# [Texto de apoio]
Esta possibilidade, inclusive, é uma das que as empresas podem se valer para obter dados: fazendo a própria captação. Outra alternativa seria a compra de bancos de dados ou da armazenagem dos sites e serviços digitais.

Dados psicológicos irrastreáveis

Em 2008, Michal Kosinski, em um programa de doutorado no Psychometrics Center da Universidade de Cambridge, desenvolveu um sistema capaz de analisar a personalidade e as características psicológicas das pessoas por meio de análises dos seus dados, como curtidas em posts e páginas do Facebook. Tendo como parâmetro o método de medição de traços psicológicos conhecido como Big Five, que analisa cinco aspectos da personalidade – Abertura (a novas experiências), Consciencialidade (perfeccionismo), Extroversão (sociabilidade), Condescendência (cooperatividade) e Neuroticismo (temperamento) –, Kosinski conseguiu, por meio da interpretação de perfis nas redes sociais, determinar com exatidão a personalidade correspondente dos usuários no Big Five.

Esquema de personalidades Big Five. (Crédito: ClubeYou – adaptado para o português)

Tudo isso foi possível porque, anos antes, David Stillwell (colega e parceiro de projeto de Michal Kosinski) criou um aplicativo chamado MyPersonality que, como um jogo, fazia as pessoas conectadas ao Facebook responderem perguntas muito semelhantes às realizadas no teste psicológico Big Five. A partir dessa coleta de dados de Stillwell, Kosinski começou a fazer relações pertinentes, como, por exemplo, a associação de que pessoas que curtiam Lady Gaga eram mais propensas a serem extrovertidas. A combinação de muitos desses dados simples e até genéricos tornou possível gerar previsões extremamente precisas sobre a personalidade dos indivíduos, por meio das redes sociais.

Para Adriana Vilano Dinamarco, mestre em Psicologia Clínica pelo Instituto de Psicologia (IP) da USP, apesar da análise e do uso de dados ajudarem a traçar uma personalidade, a estruturar pesquisas acerca do comportamento e a compreender um público e a situação de meio em que uma pessoa está inserida, é impossível que os dados façam o papel que o ser humano ocupa na avaliação psicológica, na área da psicanálise, por exemplo. “Ainda não conseguimos mapear o inconsciente por meio de instrumentos. O inconsciente é único, individual e faz parte da trajetória emocional de cada um que, nem sempre, está ‘registrada’ naquilo que os dados podem capturar”, afirma.

[Entradas de dados armazenados]

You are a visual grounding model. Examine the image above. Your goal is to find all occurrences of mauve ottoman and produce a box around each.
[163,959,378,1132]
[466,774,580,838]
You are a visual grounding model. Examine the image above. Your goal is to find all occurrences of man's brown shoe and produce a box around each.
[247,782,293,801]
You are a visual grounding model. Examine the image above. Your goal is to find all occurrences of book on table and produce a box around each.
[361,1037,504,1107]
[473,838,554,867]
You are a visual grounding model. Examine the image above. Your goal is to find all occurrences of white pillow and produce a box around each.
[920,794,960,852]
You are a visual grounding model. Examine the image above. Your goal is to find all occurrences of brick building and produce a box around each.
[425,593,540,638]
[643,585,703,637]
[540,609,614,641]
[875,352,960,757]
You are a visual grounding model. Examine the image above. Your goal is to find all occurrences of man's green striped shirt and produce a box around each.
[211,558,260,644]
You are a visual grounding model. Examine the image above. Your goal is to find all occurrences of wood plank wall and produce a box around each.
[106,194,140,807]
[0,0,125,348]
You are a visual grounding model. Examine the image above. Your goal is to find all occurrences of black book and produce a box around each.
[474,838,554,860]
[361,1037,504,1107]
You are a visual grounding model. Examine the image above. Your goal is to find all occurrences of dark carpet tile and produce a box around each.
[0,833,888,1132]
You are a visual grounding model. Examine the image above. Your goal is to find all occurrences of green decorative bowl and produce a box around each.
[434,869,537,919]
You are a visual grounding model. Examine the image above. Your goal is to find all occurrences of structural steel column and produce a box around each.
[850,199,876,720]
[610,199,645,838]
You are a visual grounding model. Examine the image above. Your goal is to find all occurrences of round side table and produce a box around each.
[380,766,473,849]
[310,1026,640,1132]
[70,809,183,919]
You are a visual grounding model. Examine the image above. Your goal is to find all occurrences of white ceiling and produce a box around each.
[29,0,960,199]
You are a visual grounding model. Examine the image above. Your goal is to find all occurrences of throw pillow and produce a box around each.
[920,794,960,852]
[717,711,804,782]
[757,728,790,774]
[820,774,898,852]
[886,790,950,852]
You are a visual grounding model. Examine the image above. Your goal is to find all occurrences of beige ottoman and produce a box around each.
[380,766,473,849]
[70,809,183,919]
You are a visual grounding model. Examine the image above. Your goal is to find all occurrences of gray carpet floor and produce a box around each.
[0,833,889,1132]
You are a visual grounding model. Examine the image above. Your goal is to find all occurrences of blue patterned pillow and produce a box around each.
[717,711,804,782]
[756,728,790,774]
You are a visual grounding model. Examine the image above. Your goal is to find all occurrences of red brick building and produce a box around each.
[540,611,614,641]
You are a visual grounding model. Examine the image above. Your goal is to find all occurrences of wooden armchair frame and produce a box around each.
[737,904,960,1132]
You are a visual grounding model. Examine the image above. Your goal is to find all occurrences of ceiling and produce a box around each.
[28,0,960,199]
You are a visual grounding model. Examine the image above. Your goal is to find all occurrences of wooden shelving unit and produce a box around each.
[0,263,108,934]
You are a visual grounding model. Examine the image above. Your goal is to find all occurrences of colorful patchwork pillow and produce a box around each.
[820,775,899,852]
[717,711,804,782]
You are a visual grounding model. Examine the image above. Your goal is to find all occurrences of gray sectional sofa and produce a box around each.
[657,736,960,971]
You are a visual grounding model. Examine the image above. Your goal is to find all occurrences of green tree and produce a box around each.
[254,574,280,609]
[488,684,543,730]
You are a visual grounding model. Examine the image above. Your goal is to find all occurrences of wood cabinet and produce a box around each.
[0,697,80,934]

# [Atividade 1]
Reescreva o trecho do texto sobre dados psicológicos de “Esta possibilidade, inclusive, é” a “e serviços digitais.”, trocando “empresas” por “organizações”.
# [Atividade 2]
De acordo com o texto sobre dados psicológicos, qual é o nome do aplicativo criado por David Stillwell?
Não é preciso consultar as entradas.

# [Resposta 1]
Esta possibilidade, inclusive, é uma das que as organizações podem se valer para obter dados: fazendo a própria captação. Outra alternativa seria a compra de bancos de dados ou da armazenagem dos sites e serviços digitais.

# [Resposta 2]
MyPersonality.